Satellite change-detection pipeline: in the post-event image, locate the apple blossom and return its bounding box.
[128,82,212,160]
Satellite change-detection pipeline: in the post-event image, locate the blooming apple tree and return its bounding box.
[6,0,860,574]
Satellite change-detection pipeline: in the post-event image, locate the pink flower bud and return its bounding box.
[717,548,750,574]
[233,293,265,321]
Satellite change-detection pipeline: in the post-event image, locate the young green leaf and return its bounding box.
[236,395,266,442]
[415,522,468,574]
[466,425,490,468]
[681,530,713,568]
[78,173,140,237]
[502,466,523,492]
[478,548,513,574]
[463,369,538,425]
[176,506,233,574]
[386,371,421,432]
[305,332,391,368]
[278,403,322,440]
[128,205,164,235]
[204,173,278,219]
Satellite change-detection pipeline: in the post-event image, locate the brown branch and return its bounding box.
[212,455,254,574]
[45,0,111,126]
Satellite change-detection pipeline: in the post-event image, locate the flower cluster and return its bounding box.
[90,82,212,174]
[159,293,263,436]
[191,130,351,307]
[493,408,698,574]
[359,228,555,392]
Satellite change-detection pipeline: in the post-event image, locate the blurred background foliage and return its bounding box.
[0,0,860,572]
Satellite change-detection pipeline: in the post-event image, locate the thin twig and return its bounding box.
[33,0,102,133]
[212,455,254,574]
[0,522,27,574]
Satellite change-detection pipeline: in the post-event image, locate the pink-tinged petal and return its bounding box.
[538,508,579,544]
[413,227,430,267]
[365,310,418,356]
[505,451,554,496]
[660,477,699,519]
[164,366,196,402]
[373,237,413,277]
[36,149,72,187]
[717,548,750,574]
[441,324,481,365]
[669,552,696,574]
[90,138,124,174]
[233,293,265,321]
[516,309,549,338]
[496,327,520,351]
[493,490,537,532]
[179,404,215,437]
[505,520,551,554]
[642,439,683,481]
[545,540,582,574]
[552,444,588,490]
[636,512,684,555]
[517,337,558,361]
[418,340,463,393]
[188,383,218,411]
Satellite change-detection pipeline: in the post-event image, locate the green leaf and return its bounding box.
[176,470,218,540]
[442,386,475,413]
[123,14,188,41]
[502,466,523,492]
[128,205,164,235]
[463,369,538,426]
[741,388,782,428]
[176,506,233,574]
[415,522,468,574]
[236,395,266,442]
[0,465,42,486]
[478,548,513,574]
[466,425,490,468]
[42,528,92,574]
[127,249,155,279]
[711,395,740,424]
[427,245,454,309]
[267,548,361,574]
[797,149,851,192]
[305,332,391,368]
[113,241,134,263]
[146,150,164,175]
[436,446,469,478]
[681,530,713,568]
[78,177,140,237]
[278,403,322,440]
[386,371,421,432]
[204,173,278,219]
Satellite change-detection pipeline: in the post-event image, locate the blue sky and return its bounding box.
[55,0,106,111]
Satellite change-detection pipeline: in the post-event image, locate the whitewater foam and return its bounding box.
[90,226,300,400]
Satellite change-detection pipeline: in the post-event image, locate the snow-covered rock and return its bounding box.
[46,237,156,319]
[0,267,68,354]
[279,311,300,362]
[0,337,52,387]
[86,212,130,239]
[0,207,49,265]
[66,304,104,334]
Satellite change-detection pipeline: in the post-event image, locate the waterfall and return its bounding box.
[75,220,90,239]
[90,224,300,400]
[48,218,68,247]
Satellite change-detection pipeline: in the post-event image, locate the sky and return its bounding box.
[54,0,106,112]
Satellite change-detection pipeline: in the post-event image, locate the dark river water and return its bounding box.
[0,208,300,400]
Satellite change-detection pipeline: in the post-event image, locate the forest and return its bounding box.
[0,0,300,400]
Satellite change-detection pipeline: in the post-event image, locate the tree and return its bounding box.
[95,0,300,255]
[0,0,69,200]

□ □ □ □ □

_What you should do_
Reproduce all of the material above word for word, keeping every line in its original order.

_Exercise answer_
Satellite change-detection pipeline: in the post-event image, locate the apple blossom and return its bounding box.
[128,82,212,160]
Satellite change-detection pipeline: in the post-event image, locate the blooming apple tree and return its bounding box.
[6,0,860,574]
Satellite change-detection pipeline: in the post-event image, locate the pink flower bud and return its bounding box.
[717,548,750,574]
[233,293,265,321]
Satellite change-detection pipeline: in the post-event image, locate the young green leaf and return its bounding box.
[236,395,266,442]
[415,522,468,574]
[466,425,490,468]
[681,530,713,568]
[78,173,140,237]
[502,466,523,492]
[478,548,513,574]
[463,369,538,425]
[176,506,233,574]
[386,371,421,432]
[305,332,391,368]
[278,403,322,440]
[128,205,164,235]
[204,173,278,219]
Satellite change-detection pipeline: in the post-event image, locate the brown branch and return its bounding box.
[212,455,254,574]
[45,0,111,126]
Satellite change-detection pipeline: in the post-event image, locate the flower cluster and return its bounding box.
[90,82,212,174]
[159,293,263,436]
[191,130,351,307]
[493,408,698,574]
[359,228,555,392]
Satellite change-detection pipeline: in the post-event image, locate the blurred background foliage and return its bounding box.
[0,0,860,572]
Satellite change-detection pipeline: in the post-event image, locate the thin twig and return its bounding box.
[33,0,102,133]
[212,455,254,574]
[0,522,27,574]
Satellite change-detection pipeline: in the post-event image, locate the pink-tinged petal and return its bounding box.
[538,508,579,544]
[413,227,430,267]
[365,310,418,356]
[505,451,554,496]
[660,477,699,519]
[164,366,196,402]
[373,237,413,277]
[36,149,72,187]
[717,548,750,574]
[441,324,481,365]
[669,552,696,574]
[90,138,124,174]
[233,293,265,321]
[516,309,549,338]
[496,327,520,351]
[493,490,537,532]
[179,404,215,437]
[505,520,551,554]
[642,439,683,481]
[545,540,582,574]
[552,444,588,490]
[636,512,684,555]
[517,337,558,361]
[418,340,463,393]
[188,383,218,411]
Satellite change-detection pipeline: in the post-event image, locate the green leaf and return its bounding box.
[176,470,218,540]
[442,386,475,413]
[123,14,188,41]
[502,466,523,492]
[128,205,164,235]
[463,369,538,426]
[741,388,782,428]
[176,506,233,574]
[415,522,468,574]
[236,395,266,442]
[0,465,42,486]
[478,548,513,574]
[466,425,490,468]
[42,528,92,574]
[127,249,155,279]
[711,395,740,424]
[427,245,454,309]
[267,548,361,574]
[797,149,851,192]
[305,332,391,368]
[113,241,134,263]
[146,150,164,175]
[436,446,469,478]
[681,530,713,568]
[78,177,140,237]
[278,403,322,440]
[386,371,421,432]
[204,173,278,219]
Satellite change-detection pipeline: in the post-event image, locate the blue sky and return its bounding box.
[55,0,106,111]
Satellite change-detection pipeline: in the post-event image, locate the whitewater foam and return its bounding box.
[90,226,300,400]
Satellite change-detection pipeline: in the post-event image, locate the snow-covered rock and return its bounding box.
[46,237,156,319]
[0,267,68,354]
[279,311,300,362]
[0,337,52,387]
[86,212,130,239]
[0,207,49,265]
[66,304,104,334]
Satellite change-detection pipeline: in the post-event image, locate the waterfall and return its bounding box.
[75,220,90,239]
[90,224,300,400]
[48,218,68,247]
Satellite change-detection pipeline: in the post-event image, locate the sky and return its bounding box.
[54,0,106,112]
Satellite change-detection pipeline: in the post-event image, locate the dark river water and return its bounding box.
[0,208,300,400]
Satellite change-detection pipeline: in the post-event image, locate the forest and return its bounding box.
[0,0,300,400]
Satellite change-detection pipeline: in the post-event image, locate the tree and return its bounding box.
[95,0,300,255]
[0,0,69,200]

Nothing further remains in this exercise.